→ Reading passage
House Rent received from Children is not a Tax Evasion Device: In a significant ruling, the ITAT Mumbai bench in the case of Md. Hussain Habib Pathan vs. ACIT in ITA No. 4058/Mum/2013 has held that the rent received from unmarried major son and unmarried major daughter of the assessee could not be treated as a tax evasion device if the same is a genuine arrangement for tax savings. Further, the parent is entitled to a deduction for interest on capital borrowed for acquiring the house property since the property has the dual character of being a let out house property as well as a self-occupied house property.


Read the case details.


Case Title

Md. Hussain Habib Pathan v. ACIT 18(2), Mumbai

Court

ITAT, Mumbai Bench, Mumbai

Appeal No./Citation

ITA No. 4058/Mum/2013

Section covered

24(b)

Order Result

Appeal allowed. Decided in favour of assessee.

Date of judgment

05.03.2020


Facts of the case:


The assessee owns a house property in Mumbai. The assessee has paid interest on borrowed capital for the house property of Rs. 21.62 lakh and set-off the same with the rental income of Rs. 9 Lakh and claimed a loss of Rs. 15.32 lakh.

→ Short problem A
Please count the lines in the entries below that contain the word "black", treating case as significant, and give only the number.

→ Extracted material

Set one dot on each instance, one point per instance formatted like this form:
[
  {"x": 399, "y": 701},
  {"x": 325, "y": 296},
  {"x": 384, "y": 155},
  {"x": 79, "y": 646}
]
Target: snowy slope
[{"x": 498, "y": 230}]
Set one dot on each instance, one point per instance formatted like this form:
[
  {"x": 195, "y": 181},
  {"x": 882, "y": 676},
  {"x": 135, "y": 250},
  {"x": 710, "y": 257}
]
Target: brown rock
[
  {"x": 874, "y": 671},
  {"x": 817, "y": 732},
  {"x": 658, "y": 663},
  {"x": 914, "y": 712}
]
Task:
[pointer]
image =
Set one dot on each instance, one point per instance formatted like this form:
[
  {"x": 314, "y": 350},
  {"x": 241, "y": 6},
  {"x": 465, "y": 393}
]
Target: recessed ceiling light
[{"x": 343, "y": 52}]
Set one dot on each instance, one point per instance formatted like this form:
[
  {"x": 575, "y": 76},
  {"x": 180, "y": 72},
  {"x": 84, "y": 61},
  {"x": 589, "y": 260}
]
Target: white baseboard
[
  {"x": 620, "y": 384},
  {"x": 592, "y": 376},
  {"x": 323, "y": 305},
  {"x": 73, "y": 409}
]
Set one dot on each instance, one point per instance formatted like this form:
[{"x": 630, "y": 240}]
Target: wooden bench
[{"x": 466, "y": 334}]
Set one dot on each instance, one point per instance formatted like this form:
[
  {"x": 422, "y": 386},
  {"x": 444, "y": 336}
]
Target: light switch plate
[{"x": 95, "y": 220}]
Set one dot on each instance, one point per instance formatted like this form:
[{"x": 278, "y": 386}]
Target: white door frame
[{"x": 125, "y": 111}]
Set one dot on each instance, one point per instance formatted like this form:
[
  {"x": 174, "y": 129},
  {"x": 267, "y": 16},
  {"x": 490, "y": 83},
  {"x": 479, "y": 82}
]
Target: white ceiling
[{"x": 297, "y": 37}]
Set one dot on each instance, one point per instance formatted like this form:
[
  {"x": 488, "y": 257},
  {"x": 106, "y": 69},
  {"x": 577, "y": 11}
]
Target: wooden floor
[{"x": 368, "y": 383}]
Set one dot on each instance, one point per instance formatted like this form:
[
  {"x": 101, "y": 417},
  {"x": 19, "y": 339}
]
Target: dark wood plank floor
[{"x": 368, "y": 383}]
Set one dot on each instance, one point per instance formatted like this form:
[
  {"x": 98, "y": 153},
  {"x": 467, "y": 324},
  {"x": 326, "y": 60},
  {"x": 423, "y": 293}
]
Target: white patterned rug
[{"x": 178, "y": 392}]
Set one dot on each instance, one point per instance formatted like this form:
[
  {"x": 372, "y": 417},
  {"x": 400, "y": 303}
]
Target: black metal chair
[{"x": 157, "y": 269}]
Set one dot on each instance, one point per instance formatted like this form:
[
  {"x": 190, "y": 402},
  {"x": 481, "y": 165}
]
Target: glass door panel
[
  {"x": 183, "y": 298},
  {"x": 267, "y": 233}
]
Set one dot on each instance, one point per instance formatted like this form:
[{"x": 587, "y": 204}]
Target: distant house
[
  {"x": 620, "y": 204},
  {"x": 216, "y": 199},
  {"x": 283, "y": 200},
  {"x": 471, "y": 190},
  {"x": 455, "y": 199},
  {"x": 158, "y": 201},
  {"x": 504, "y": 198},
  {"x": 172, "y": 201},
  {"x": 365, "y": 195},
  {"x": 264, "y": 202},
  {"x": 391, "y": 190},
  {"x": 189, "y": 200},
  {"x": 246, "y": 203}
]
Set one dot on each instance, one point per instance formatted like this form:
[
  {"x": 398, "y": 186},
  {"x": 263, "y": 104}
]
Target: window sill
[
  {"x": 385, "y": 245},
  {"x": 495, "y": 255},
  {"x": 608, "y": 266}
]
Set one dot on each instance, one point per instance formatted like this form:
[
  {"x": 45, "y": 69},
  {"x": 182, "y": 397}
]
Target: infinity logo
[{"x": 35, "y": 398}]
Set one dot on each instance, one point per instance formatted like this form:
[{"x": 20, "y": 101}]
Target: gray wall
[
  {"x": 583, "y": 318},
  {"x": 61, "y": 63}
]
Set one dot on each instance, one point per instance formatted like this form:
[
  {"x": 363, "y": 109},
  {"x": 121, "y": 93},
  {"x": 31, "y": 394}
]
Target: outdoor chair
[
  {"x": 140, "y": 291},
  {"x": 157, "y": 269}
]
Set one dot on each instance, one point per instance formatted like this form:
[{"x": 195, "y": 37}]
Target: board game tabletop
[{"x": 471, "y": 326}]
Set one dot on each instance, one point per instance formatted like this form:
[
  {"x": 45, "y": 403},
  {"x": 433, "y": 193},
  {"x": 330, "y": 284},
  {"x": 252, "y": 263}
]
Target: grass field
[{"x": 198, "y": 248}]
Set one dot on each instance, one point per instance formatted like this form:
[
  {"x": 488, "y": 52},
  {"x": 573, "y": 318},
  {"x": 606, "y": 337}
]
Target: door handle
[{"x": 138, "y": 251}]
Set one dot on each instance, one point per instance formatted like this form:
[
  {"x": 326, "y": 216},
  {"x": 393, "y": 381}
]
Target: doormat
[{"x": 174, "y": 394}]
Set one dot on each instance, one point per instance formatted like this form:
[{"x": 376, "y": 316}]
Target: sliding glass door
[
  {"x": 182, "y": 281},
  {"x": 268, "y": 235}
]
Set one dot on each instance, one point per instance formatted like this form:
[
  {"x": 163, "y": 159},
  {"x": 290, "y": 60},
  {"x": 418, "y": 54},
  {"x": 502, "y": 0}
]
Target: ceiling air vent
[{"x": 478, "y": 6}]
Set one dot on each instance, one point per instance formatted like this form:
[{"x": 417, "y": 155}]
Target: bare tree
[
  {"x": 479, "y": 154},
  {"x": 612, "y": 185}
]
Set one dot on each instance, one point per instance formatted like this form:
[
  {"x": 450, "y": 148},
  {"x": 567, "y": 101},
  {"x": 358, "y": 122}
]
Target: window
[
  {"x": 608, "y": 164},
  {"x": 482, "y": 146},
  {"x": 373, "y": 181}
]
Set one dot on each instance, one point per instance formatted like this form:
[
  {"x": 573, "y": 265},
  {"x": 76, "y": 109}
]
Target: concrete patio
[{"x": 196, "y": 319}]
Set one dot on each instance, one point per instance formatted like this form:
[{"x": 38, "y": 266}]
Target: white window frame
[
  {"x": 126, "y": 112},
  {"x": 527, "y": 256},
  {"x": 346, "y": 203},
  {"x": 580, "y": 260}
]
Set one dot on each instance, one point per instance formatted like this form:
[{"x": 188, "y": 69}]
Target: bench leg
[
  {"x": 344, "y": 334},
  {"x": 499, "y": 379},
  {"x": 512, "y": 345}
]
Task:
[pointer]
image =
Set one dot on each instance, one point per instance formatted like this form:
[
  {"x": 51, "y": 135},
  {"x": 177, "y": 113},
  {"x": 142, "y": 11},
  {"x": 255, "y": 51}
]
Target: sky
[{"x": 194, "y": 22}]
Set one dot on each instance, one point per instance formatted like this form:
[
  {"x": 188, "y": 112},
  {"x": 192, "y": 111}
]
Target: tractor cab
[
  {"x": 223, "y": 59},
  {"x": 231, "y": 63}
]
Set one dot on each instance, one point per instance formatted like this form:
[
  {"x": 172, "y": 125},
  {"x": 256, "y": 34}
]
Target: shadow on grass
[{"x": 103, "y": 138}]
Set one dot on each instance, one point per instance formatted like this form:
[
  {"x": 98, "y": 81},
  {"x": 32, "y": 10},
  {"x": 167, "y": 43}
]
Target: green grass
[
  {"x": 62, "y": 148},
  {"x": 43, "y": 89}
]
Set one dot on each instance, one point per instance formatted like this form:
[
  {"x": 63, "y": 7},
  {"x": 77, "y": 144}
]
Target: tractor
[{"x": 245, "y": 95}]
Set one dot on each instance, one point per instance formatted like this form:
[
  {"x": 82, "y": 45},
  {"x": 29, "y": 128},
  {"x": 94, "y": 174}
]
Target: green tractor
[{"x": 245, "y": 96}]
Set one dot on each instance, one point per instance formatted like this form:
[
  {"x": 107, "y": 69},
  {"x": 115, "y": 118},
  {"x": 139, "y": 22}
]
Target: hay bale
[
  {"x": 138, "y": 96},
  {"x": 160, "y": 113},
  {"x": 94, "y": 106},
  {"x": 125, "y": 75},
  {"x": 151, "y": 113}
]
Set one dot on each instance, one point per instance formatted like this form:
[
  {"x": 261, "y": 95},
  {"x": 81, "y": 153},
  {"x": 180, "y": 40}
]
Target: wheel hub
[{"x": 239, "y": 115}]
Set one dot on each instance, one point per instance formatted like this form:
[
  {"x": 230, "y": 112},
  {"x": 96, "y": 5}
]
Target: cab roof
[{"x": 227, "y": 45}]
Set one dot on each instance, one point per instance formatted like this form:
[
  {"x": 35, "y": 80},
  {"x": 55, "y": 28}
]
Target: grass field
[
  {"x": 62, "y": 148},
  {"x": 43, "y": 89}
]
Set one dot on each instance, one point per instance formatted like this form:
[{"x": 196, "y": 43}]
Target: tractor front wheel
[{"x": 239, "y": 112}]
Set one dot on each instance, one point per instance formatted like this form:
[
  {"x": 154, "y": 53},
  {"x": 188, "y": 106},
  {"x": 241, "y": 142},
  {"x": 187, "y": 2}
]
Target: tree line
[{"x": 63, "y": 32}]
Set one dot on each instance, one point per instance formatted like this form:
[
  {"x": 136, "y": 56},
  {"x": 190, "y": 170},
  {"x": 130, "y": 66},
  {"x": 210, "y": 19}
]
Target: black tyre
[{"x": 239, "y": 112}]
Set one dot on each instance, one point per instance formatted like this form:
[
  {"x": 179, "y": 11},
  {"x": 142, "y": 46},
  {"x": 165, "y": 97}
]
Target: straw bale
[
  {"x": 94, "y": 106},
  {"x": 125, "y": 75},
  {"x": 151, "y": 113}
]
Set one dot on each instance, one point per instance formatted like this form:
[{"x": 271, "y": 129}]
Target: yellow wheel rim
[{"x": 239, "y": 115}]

→ Short problem B
In the tax ruling summary, why is the parent allowed a deduction for interest on capital borrowed to acquire the house property?

→ Final answer A
2

→ Final answer B
The deduction is allowed because the property has a dual character: it is a let-out house property and also a self-occupied house property.